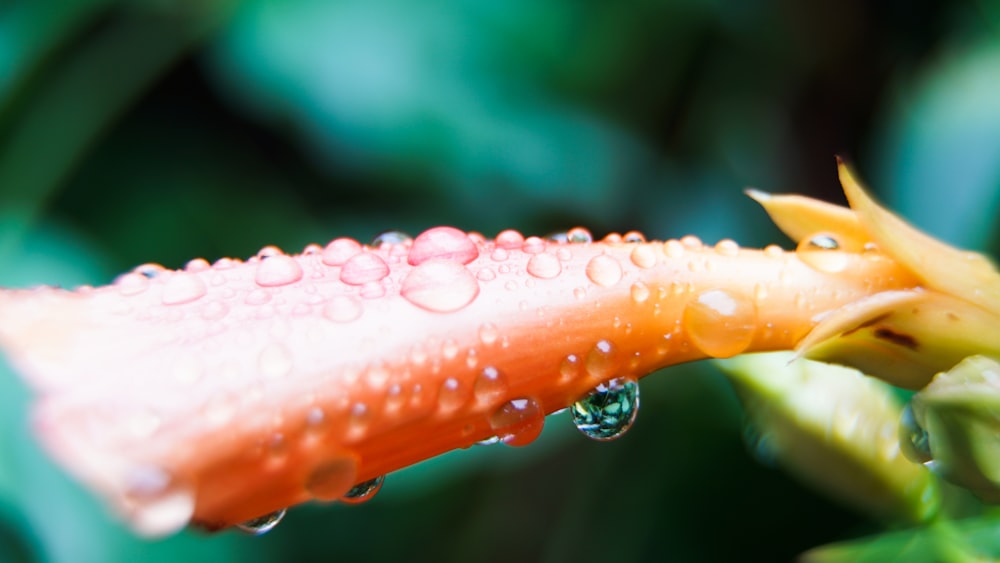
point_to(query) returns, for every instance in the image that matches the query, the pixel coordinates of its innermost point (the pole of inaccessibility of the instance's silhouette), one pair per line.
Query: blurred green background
(139, 131)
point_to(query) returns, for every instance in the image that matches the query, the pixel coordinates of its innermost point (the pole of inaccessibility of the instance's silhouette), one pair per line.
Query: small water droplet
(340, 250)
(488, 333)
(518, 422)
(363, 268)
(157, 503)
(440, 286)
(604, 270)
(390, 237)
(262, 524)
(819, 251)
(183, 287)
(509, 239)
(913, 438)
(279, 269)
(331, 479)
(544, 266)
(444, 243)
(364, 491)
(640, 292)
(490, 386)
(608, 411)
(720, 323)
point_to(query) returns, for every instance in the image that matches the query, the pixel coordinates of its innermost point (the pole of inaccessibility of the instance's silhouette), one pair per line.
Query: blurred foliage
(160, 130)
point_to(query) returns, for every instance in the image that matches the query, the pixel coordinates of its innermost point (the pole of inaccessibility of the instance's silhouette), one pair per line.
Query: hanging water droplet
(518, 422)
(720, 323)
(444, 243)
(262, 524)
(440, 286)
(913, 438)
(608, 411)
(390, 237)
(364, 491)
(544, 266)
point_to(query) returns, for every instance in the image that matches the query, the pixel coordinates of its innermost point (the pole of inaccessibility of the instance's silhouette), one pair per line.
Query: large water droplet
(440, 286)
(363, 492)
(158, 504)
(544, 266)
(604, 270)
(363, 268)
(262, 524)
(490, 386)
(390, 237)
(720, 323)
(330, 480)
(183, 287)
(608, 411)
(444, 243)
(279, 269)
(913, 438)
(518, 422)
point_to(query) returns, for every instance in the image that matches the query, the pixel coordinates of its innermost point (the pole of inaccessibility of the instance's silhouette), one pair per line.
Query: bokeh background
(137, 131)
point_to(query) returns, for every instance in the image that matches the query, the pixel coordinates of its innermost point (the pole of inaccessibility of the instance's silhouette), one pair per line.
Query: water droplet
(544, 266)
(279, 269)
(510, 240)
(604, 270)
(444, 243)
(363, 492)
(183, 287)
(131, 284)
(608, 411)
(720, 323)
(391, 237)
(363, 268)
(602, 361)
(488, 333)
(819, 251)
(640, 292)
(518, 422)
(262, 524)
(440, 286)
(913, 438)
(331, 479)
(340, 250)
(157, 503)
(490, 386)
(342, 309)
(727, 247)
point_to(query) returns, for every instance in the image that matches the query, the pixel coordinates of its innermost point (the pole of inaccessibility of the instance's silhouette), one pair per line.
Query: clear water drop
(913, 438)
(518, 422)
(364, 491)
(608, 411)
(262, 524)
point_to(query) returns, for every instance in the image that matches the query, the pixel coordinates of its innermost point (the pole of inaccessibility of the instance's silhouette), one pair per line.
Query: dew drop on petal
(608, 411)
(330, 480)
(720, 323)
(518, 422)
(340, 250)
(262, 524)
(183, 287)
(490, 386)
(157, 503)
(440, 286)
(279, 269)
(445, 243)
(363, 268)
(364, 491)
(544, 266)
(604, 270)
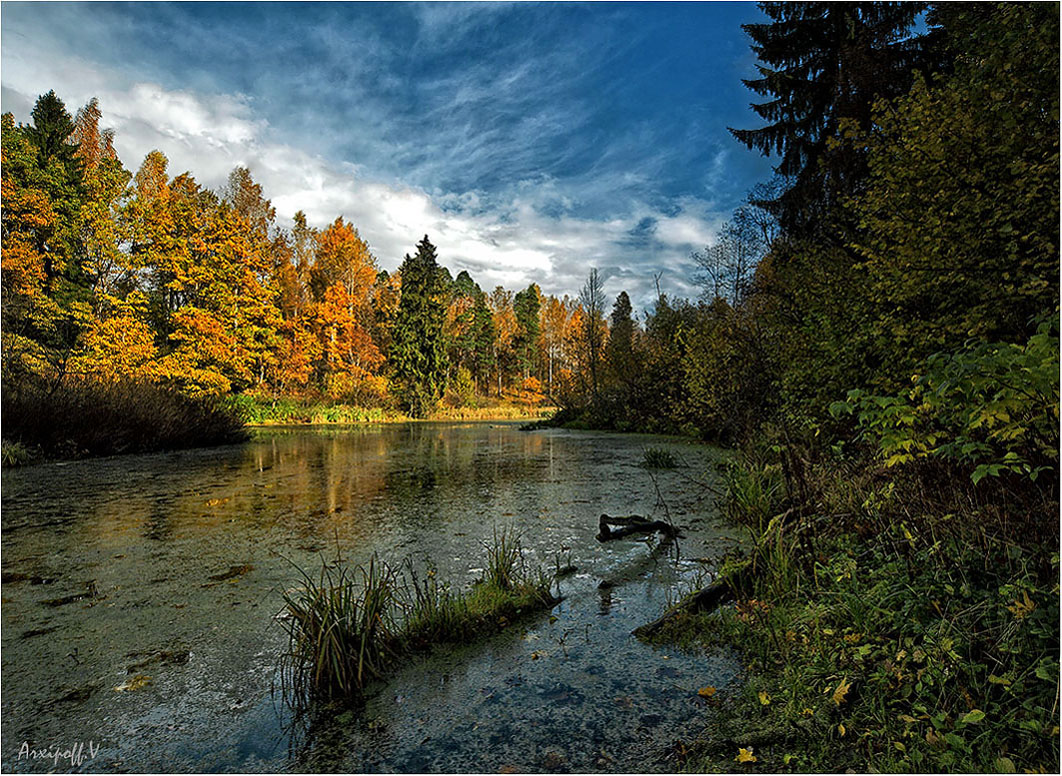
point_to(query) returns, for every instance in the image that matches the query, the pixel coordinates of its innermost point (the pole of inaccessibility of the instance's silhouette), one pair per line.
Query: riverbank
(886, 627)
(288, 411)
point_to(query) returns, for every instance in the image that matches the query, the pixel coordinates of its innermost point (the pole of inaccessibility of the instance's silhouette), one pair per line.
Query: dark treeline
(915, 210)
(879, 333)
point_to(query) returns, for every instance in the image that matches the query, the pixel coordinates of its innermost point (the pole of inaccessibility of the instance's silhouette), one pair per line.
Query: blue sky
(530, 141)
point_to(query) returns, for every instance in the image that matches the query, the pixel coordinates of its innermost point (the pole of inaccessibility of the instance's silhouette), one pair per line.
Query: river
(139, 597)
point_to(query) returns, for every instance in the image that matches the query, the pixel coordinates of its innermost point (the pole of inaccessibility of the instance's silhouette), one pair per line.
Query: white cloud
(525, 236)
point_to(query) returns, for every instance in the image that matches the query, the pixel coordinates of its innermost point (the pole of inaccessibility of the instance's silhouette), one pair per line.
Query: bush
(90, 417)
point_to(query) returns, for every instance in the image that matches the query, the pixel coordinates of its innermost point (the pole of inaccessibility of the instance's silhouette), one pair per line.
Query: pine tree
(418, 348)
(526, 306)
(821, 64)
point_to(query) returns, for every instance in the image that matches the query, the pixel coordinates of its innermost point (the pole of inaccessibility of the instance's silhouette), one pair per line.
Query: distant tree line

• Exercise: Find the line that contains "Query: pine tree" in the listing above. Retype it and every line after it up to the last, exactly, and nothing else.

• Response box:
Query: pine tree
(418, 348)
(526, 306)
(821, 64)
point_to(query) returns, for every instance in the image that matches the query, the pixel coordinates of its innermost point (the pole of inaccessibility of the instance's silhouette), one pair per line.
Query: distant tree line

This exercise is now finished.